• BRIEF:
Extract, verbatim, all lines starting at the one containing "the boat cabin" and ending with the final line of the listing, and no others.

[Dataset records about object locations]
▬▬▬▬▬▬▬▬▬▬
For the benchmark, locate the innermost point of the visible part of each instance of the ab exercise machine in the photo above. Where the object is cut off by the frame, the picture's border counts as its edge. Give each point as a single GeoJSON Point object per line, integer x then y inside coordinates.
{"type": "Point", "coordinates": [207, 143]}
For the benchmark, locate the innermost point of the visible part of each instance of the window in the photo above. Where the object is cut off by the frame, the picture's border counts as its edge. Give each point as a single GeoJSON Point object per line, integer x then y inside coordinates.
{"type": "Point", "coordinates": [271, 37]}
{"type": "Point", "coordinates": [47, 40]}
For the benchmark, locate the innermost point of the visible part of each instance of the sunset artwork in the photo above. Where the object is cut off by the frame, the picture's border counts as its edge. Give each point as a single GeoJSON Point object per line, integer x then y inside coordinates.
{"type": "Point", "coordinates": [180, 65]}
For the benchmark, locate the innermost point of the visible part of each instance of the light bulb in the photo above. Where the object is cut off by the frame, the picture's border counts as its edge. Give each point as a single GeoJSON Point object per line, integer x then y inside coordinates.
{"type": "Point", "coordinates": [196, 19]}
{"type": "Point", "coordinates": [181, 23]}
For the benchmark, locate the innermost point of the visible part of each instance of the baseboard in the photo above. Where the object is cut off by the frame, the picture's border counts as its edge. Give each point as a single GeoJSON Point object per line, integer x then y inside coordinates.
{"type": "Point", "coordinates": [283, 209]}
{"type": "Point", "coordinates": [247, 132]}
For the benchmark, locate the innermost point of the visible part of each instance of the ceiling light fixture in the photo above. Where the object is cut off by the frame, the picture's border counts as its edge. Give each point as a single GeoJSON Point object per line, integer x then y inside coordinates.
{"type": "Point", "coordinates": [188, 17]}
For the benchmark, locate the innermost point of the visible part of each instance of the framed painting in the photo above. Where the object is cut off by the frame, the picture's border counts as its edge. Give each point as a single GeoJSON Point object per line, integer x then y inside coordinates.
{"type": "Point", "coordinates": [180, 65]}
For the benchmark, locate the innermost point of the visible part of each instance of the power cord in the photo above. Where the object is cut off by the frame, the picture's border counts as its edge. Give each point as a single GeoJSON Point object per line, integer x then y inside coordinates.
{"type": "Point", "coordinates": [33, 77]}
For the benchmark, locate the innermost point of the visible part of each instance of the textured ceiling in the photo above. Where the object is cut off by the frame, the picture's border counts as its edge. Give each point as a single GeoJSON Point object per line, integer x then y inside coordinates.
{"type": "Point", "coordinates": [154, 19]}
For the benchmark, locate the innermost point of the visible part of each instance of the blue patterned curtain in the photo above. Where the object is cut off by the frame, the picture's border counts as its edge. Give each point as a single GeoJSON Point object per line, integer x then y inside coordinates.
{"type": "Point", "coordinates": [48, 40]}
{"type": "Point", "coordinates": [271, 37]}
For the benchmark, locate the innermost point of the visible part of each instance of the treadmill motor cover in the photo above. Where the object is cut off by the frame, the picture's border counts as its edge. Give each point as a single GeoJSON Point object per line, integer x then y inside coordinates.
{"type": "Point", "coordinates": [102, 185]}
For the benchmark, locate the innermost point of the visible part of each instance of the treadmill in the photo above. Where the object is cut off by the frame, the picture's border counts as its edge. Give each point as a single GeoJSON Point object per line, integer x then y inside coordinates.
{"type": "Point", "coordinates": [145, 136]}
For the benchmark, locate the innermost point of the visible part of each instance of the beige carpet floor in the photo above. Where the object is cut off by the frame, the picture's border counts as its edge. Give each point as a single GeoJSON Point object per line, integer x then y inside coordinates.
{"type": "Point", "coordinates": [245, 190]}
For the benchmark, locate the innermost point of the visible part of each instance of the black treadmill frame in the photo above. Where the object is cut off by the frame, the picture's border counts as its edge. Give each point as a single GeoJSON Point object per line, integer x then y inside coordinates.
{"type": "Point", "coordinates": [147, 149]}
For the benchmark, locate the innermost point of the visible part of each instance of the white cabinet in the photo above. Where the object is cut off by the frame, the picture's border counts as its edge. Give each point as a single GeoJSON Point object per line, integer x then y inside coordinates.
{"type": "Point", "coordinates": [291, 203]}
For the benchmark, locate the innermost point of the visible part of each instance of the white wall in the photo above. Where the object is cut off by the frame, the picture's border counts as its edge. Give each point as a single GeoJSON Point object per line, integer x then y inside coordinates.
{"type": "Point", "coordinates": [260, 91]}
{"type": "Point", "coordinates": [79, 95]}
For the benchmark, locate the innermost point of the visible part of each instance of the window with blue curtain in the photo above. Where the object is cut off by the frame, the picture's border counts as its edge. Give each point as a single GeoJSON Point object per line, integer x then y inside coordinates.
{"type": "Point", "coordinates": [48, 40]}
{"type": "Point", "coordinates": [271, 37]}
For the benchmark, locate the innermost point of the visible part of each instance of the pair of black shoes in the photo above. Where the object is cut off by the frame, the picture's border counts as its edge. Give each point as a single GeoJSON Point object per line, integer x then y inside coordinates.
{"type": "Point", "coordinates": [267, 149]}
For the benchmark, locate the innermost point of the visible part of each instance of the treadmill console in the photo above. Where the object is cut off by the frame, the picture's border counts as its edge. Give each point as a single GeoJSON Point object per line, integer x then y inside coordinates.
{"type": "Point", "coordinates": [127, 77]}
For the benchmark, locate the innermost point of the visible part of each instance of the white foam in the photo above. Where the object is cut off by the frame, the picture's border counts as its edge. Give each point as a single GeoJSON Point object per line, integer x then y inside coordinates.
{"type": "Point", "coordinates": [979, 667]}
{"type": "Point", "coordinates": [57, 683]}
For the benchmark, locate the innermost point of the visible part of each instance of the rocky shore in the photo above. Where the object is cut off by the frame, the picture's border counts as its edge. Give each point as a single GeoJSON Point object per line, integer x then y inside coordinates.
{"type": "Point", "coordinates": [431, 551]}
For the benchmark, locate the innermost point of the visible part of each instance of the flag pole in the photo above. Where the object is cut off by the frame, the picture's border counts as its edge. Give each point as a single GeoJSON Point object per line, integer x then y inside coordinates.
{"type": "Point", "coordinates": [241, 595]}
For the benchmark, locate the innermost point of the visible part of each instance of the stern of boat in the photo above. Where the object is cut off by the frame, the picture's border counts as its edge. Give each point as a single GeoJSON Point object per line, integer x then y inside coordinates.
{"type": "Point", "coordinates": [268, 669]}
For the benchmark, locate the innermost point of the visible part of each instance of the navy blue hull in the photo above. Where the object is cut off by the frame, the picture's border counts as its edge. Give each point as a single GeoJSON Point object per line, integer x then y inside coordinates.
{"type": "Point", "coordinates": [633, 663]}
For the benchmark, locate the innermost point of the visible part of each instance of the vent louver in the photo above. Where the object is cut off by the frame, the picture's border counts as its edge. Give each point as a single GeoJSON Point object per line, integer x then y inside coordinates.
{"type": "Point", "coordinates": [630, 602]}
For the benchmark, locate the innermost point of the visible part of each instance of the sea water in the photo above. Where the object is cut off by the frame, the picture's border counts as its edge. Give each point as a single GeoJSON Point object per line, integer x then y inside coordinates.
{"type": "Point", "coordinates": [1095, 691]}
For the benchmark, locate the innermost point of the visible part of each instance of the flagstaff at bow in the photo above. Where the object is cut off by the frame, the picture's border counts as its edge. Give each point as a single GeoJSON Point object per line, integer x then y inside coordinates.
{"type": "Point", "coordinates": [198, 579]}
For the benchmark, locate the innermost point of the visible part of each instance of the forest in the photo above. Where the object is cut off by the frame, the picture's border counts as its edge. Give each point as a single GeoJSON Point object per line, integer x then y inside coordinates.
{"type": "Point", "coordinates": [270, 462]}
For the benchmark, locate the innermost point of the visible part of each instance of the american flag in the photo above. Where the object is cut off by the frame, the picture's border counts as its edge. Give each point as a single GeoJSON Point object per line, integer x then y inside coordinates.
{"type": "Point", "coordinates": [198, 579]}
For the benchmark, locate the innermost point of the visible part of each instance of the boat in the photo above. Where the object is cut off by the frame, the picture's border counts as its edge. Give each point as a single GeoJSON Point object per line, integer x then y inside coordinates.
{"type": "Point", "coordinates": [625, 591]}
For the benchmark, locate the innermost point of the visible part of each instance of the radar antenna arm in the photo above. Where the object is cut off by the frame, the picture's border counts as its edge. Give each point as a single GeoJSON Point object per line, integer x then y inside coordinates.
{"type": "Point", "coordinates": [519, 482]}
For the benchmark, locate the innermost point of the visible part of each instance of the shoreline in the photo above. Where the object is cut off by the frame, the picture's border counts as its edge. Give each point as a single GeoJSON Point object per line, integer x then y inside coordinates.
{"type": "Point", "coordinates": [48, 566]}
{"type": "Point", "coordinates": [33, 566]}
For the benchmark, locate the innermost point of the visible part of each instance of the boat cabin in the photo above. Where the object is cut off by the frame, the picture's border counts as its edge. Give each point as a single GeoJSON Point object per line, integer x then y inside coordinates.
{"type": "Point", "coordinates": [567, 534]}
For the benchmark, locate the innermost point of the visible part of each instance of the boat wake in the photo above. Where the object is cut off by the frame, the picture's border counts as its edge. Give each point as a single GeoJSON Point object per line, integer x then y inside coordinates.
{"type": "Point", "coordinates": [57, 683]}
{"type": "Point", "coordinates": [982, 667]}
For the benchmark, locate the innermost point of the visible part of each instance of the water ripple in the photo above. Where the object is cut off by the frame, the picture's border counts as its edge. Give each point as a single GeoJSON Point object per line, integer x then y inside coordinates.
▬▬▬▬▬▬▬▬▬▬
• SOLUTION TO THE PROBLEM:
For the benchmark, locate the innermost point of the visible part of each instance of the boat cabin in the photo above. Where the object is cut off by the frame, the picture's border counts as its edge. Give each point as a single GeoJSON Point object per line, integer x then y inside coordinates.
{"type": "Point", "coordinates": [567, 534]}
For the benchmark, locate the innermost point of the visible part of each instance of the boat wake in the photo above. Where the object is cut off by the frame, the picture's border counts as its edge. Give each point as a single GeoJSON Point object per line, integer x then y inside coordinates.
{"type": "Point", "coordinates": [57, 683]}
{"type": "Point", "coordinates": [982, 667]}
For the benchmark, locate the innermost point of the visible part of each instance of the water ripple in the photo above. Where the object is cut off by the frame, the picture's border counts as its edge. Give each point as a single GeoJSON Point object per line, integer x then y inside coordinates.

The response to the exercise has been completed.